_Available data_.
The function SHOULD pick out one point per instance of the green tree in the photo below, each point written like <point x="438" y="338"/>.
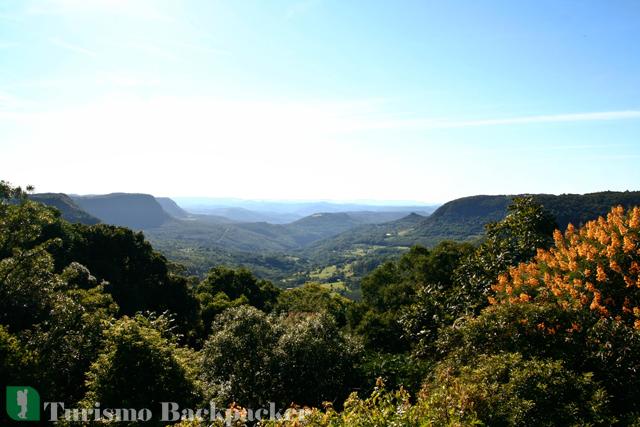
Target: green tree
<point x="139" y="366"/>
<point x="225" y="287"/>
<point x="526" y="228"/>
<point x="313" y="298"/>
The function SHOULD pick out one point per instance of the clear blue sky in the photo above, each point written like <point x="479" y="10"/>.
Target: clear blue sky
<point x="318" y="99"/>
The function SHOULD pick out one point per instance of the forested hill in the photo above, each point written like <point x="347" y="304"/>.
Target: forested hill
<point x="172" y="208"/>
<point x="464" y="219"/>
<point x="69" y="210"/>
<point x="137" y="211"/>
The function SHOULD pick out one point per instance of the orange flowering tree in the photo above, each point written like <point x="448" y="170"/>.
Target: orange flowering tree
<point x="596" y="267"/>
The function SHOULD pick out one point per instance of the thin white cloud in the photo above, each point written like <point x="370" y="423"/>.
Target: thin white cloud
<point x="522" y="120"/>
<point x="72" y="47"/>
<point x="140" y="9"/>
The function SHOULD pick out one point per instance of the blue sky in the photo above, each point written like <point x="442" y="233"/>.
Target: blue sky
<point x="317" y="99"/>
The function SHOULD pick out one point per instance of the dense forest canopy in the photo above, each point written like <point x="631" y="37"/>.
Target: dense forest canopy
<point x="527" y="326"/>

_Instructions to follow_.
Write out every one of the records above word for word, leaving out the pictures.

_Task answer_.
The function SHOULD pick out one point per instance of the green tree in the photo below, each point written like <point x="438" y="338"/>.
Target: green tree
<point x="139" y="366"/>
<point x="225" y="287"/>
<point x="526" y="228"/>
<point x="313" y="298"/>
The function SHOULD pick out one point per instance of the clear blue sky in the photo above, each point written like <point x="479" y="10"/>.
Target: clear blue sky
<point x="318" y="99"/>
The function SHOULD pick out one point per instance of the forested hill in the photo above, each point written like <point x="347" y="304"/>.
Target: forested hill
<point x="172" y="208"/>
<point x="464" y="219"/>
<point x="69" y="210"/>
<point x="137" y="211"/>
The function SHOULD pick out one point per instance of the orange flowering tree in the photo above, each point written like <point x="448" y="170"/>.
Target: orange flowering tree
<point x="596" y="267"/>
The function SHOULD pick out one point per instance of the thin white cloud in the photo above, each point written like <point x="370" y="423"/>.
Target: thin white cloud
<point x="522" y="120"/>
<point x="72" y="47"/>
<point x="140" y="9"/>
The function SHOULD pick out one point per instance of the blue sky in the photo above, each point written like <point x="442" y="233"/>.
Target: blue sky
<point x="317" y="99"/>
The function SHOULD pick out one point per instance of the dense forest canopy in the photo above, each point written like <point x="631" y="37"/>.
Target: dense forest canopy
<point x="527" y="326"/>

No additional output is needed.